FIGS. 10A and 108 show views of samples, in which the Cu layer 25 was formed, with a film thickness of about 10 nm, on the structure in FIG. 9C in the electrolytic plating apparatus 1 in FIG. 8, observed in the direction of the arrow as shown in FIG. 9D. Here, the sample in FIG. 10A shows a control standard in which glucose was not added, while the sample in FIG. 10B shows the sample of Example 1 in which glucose was added. However, in either of the samples in FIGS. 10A and 10B, polyethylene glycol having a molecular weight of 2000 was added as a suppressor at a rate of 300 g/L.

Also, in the experiment in FIGS. 10A and 10B, in the apparatus 1 in FIG. 8, bias voltage was not applied when the treated substrate W was immersed in the electrolytic plating solution 2A, and after the treated substrate w was immersed, energization was performed at a current density of 5 to 10 mA/cm2. The temperature of the plating solution was set at 25° C. (ordinary temperature; room temperature).

■ **Task brief**: Write the next part of the passage on the copper plating experiment, picking up after its last sentence.

■ **Dataset content**:
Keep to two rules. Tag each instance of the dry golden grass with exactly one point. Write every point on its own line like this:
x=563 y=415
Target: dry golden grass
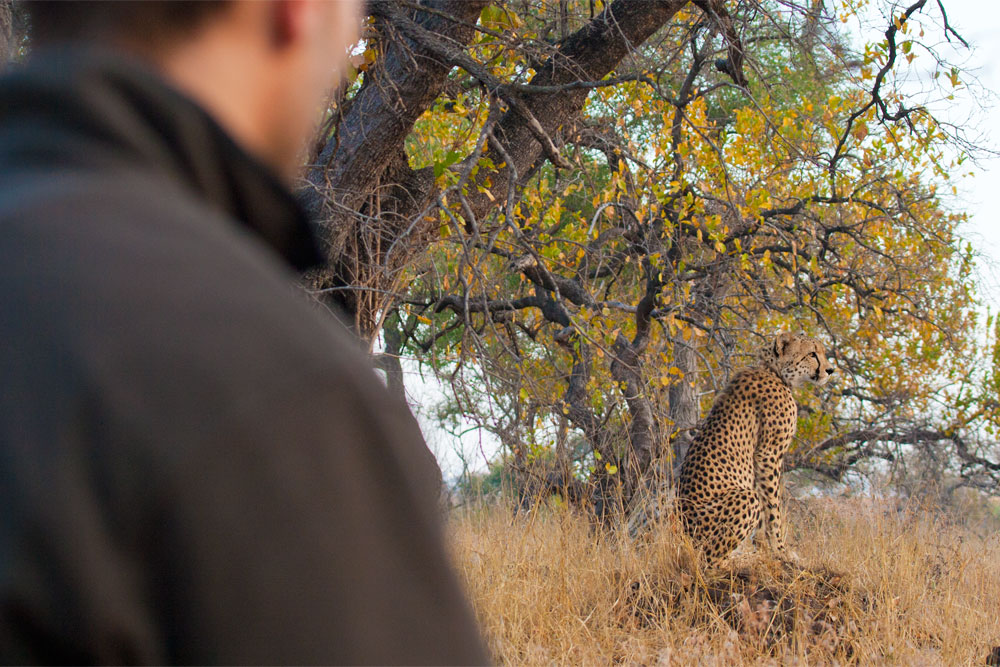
x=874 y=584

■ **Output for this task**:
When FIGS. 10A and 10B are compared, it is seen that the dissolution of the Cu seed layer 24 occurred in a manner similar to that previously described in FIGS. 4A to 4C, when glucose was not added, while the dissolution of such a Cu seed layer 24 completely stopped by adding glucose.

The result in FIGS. 10A and 10B suggests the following mechanism for the dissolution of the Cu seed layer.

As schematically shown in FIG. 11A, when a reducing agent, such as glucose, is not included in the electrolytic plating solution 2A, the Cu seed layer 24 is oxidized by dissolved oxygen in the electrolytic plating solution 2A, and formed copper oxide, such as CuO or Cu2O, is dissolved by the electrolytic plating solution 2A. At the time, when an accelerator is included in the electrolytic plating solution 2A, the oxidation of the Cu seed layer 24 is promoted, and as a result, the dissolution of the Cu seed layer 24 is promoted.

However, when a reducing agent, such as glucose, is present in the electrolytic plating solution 2A, copper oxide formed by dissolved oxygen in the electrolytic plating solution is immediately reduced to Cu, as schematically shown in FIG. 11B. Therefore, even if an accelerator is included in the electrolytic plating solution 2A, the dissolution of the Cu seed layer 24 is suppressed.

In view of such a mechanism, it is considered that the reducing agent is not limited to glucose and may be saccharides, aldehyde groups, or ketone groups that include an aldehyde group or a ketone group and exhibit the action of reduction.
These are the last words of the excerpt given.